• [INFORMATION GIVEN]:
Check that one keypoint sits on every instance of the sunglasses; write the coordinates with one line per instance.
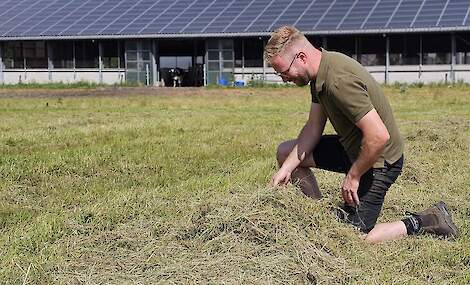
(284, 73)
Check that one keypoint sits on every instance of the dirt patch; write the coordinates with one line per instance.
(133, 91)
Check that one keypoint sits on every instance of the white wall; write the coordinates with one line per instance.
(65, 76)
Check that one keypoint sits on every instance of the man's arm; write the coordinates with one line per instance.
(374, 137)
(306, 142)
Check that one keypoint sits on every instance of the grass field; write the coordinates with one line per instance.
(145, 189)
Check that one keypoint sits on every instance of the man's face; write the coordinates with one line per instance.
(291, 68)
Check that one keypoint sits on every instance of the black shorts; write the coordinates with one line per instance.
(330, 155)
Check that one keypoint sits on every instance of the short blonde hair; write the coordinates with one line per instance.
(281, 39)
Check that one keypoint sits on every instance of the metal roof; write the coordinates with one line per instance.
(93, 19)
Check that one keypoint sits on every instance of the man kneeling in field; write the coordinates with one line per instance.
(368, 147)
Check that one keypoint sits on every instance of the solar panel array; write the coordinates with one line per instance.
(82, 18)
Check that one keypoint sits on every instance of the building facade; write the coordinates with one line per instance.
(199, 42)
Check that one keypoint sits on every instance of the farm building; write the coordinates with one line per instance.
(201, 42)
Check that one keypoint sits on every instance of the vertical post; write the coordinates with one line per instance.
(453, 56)
(24, 63)
(155, 73)
(194, 62)
(264, 63)
(243, 59)
(147, 75)
(356, 48)
(118, 42)
(387, 58)
(1, 63)
(206, 60)
(420, 55)
(50, 64)
(100, 62)
(74, 62)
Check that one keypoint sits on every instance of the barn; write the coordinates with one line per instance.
(205, 42)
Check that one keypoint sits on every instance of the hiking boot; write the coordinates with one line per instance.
(437, 220)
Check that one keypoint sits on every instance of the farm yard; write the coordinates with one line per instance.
(168, 185)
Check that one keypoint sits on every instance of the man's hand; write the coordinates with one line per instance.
(349, 190)
(281, 177)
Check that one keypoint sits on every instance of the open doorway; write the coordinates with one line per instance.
(181, 62)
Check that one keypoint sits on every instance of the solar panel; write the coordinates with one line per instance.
(453, 14)
(146, 18)
(405, 14)
(21, 11)
(265, 19)
(247, 17)
(430, 13)
(90, 17)
(50, 20)
(290, 15)
(31, 18)
(156, 12)
(185, 17)
(381, 15)
(108, 16)
(114, 26)
(312, 14)
(39, 16)
(357, 15)
(68, 18)
(167, 18)
(334, 15)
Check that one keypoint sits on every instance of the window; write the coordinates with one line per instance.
(343, 44)
(462, 42)
(238, 52)
(13, 55)
(436, 48)
(86, 54)
(35, 54)
(371, 50)
(404, 49)
(111, 54)
(253, 52)
(62, 54)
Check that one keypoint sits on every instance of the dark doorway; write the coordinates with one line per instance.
(181, 62)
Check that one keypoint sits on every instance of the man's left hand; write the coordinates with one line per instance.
(349, 190)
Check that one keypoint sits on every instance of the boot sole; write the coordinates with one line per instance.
(448, 218)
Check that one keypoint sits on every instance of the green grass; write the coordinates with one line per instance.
(171, 189)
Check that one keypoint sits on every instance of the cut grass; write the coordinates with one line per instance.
(171, 189)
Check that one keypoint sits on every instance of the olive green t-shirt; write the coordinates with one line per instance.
(346, 91)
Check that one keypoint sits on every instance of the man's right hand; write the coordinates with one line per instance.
(281, 177)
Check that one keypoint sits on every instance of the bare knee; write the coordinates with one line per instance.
(283, 151)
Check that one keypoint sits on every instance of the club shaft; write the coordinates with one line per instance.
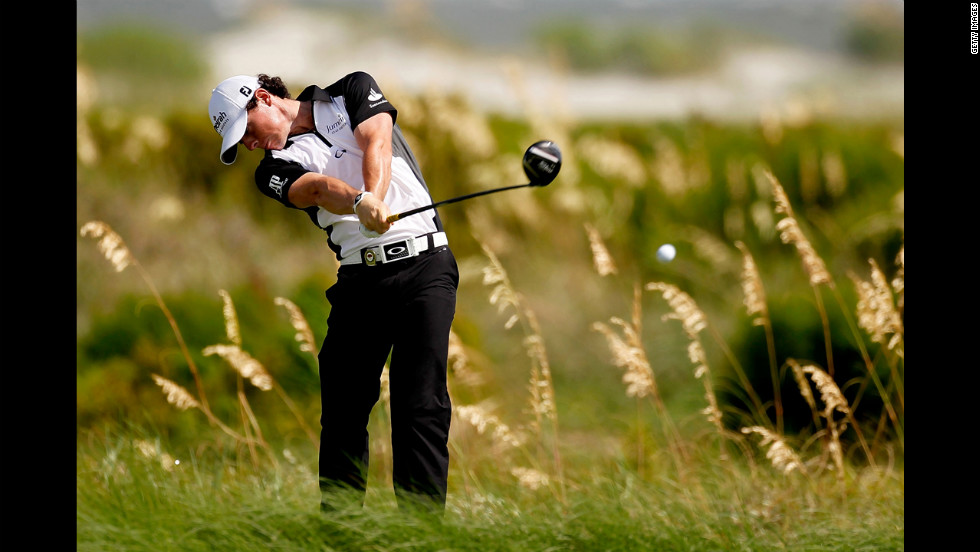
(393, 218)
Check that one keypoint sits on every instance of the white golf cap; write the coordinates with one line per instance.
(227, 111)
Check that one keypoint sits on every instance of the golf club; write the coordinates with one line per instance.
(541, 163)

• [DIRECTIONS]:
Can you copy out word for word the part of the entries that opens with the line containing "Check that one keypoint sits on every instance of the olive" and runs through the end of the entries, with both ends included? Leave the pictures out of your answer.

• [OUTPUT]:
Check that one keypoint sits on every instance of the olive green t-shirt; write the coordinates with one line per instance.
(346, 91)
Check that one keypoint sits on every instance of the man's right hand; write the coordinates with one line per instance.
(281, 177)
Check that one keypoint sits on every instance of the bare knee; write the coordinates with one line per instance.
(283, 151)
Check that one keypoint sits on every instance of the club shaft; write the coordinates with one line per instance.
(393, 218)
Check that one keypoint sits on every instance of the white golf cap; write the coordinates with one line per instance.
(227, 111)
Check that one keypoint sits on every instance of the golf club; write the coordinates with one line per instance.
(541, 163)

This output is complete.